Supreme Court Clarifies Biosimilar Legislation in Sandoz
On June 12, the Supreme Court also handed down another patent-related opinion in Amgen Inc. v. Sandoz Inc., a case dealing with the Biologics Price Competition and Innovation Act, a small 17-page subchapter contained within the Affordable Care Act (“Obamacare”). This subchapter deals with generic “biologics,” very-large-molecule drugs typically synthesized from biological sources such as recombinant DNA technology. The biologic at issue in this case is filgrastim, a G-CSF glycoprotein.
Typically, when patent protection on a drug expires, the producer of a generic drug can enter the market with an exact copy of the formerly-patented drug, which greatly simplifies the process of FDA approval. However, in the case of biologics, the generic drugs are not always exact copies, and may instead be “biosimilars” that are slight variations on the original drug, and which originally required separate FDA approval. The law at issue here (the BPCIA) was intended to streamline the FDA approval process for biosimilars.
This case dealt with certain regulatory requirements set forth in the BPCIA for new biosimilars. Subsection (l) of the law establishes a process by which an applicant for a biosimilar license can exchange information with the company that originally obtained FDA approval for the drug. One of the first requirements of this process is that the new applicant “shall provide” to the original company “a copy of the application submitted [to the agency],” so that the original company can evaluate the biosimilar for possible infringement of any of its unexpired patents.
In the present case, the new applicant, Sandoz, did not provide a copy of the application it had filed to the original company or “sponsor,” Amgen. This created a question of whether the sponsor was entitled to obtain a copy of the application filed by the applicant.

* _Data_:

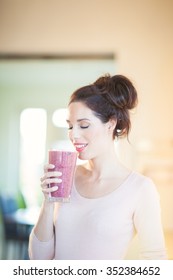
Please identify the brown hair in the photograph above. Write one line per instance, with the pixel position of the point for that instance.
(109, 98)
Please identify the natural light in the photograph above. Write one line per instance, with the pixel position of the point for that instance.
(33, 124)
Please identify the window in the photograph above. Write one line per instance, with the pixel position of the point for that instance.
(33, 123)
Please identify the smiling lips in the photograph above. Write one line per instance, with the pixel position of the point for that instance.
(80, 147)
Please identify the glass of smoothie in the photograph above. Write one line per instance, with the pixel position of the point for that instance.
(65, 162)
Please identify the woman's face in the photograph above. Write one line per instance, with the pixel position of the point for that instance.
(88, 134)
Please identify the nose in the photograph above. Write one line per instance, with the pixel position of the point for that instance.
(74, 134)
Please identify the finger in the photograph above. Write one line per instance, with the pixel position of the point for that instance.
(50, 174)
(48, 190)
(50, 181)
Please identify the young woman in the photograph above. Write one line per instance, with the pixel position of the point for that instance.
(110, 204)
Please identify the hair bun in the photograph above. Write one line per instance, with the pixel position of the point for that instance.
(118, 90)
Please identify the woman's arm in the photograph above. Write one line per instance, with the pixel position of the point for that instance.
(147, 219)
(41, 241)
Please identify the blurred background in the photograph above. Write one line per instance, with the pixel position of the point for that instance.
(50, 48)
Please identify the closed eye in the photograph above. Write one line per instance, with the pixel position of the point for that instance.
(84, 126)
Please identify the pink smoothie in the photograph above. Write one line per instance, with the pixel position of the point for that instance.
(65, 162)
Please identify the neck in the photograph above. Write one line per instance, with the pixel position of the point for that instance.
(105, 164)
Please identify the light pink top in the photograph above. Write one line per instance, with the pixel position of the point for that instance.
(102, 228)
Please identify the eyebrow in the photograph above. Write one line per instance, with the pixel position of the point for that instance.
(79, 120)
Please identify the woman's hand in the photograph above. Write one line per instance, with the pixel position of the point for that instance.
(48, 178)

* _Set of tasks_:
[1] Write out the part of the Sandoz case summary that begins at the words "This case dealt" and stops after "by the applicant.".
[2] According to the Sandoz case summary, which biologic was at issue in the case?
[3] Translate this sentence from the Sandoz case summary into Spanish: "The law at issue here (the BPCIA) was intended to streamline the FDA approval process for biosimilars."

* _Task-by-task answers_:
[1]
This case dealt with certain regulatory requirements set forth in the BPCIA for new biosimilars. Subsection (l) of the law establishes a process by which an applicant for a biosimilar license can exchange information with the company that originally obtained FDA approval for the drug. One of the first requirements of this process is that the new applicant “shall provide” to the original company “a copy of the application submitted [to the agency],” so that the original company can evaluate the biosimilar for possible infringement of any of its unexpired patents.
In the present case, the new applicant, Sandoz, did not provide a copy of the application it had filed to the original company or “sponsor,” Amgen. This created a question of whether the sponsor was entitled to obtain a copy of the application filed by the applicant.

[2] Filgrastim, a G-CSF glycoprotein.

[3] La ley en cuestión aquí (la BPCIA) tenía como objetivo agilizar el proceso de aprobación de la FDA para los biosimilares.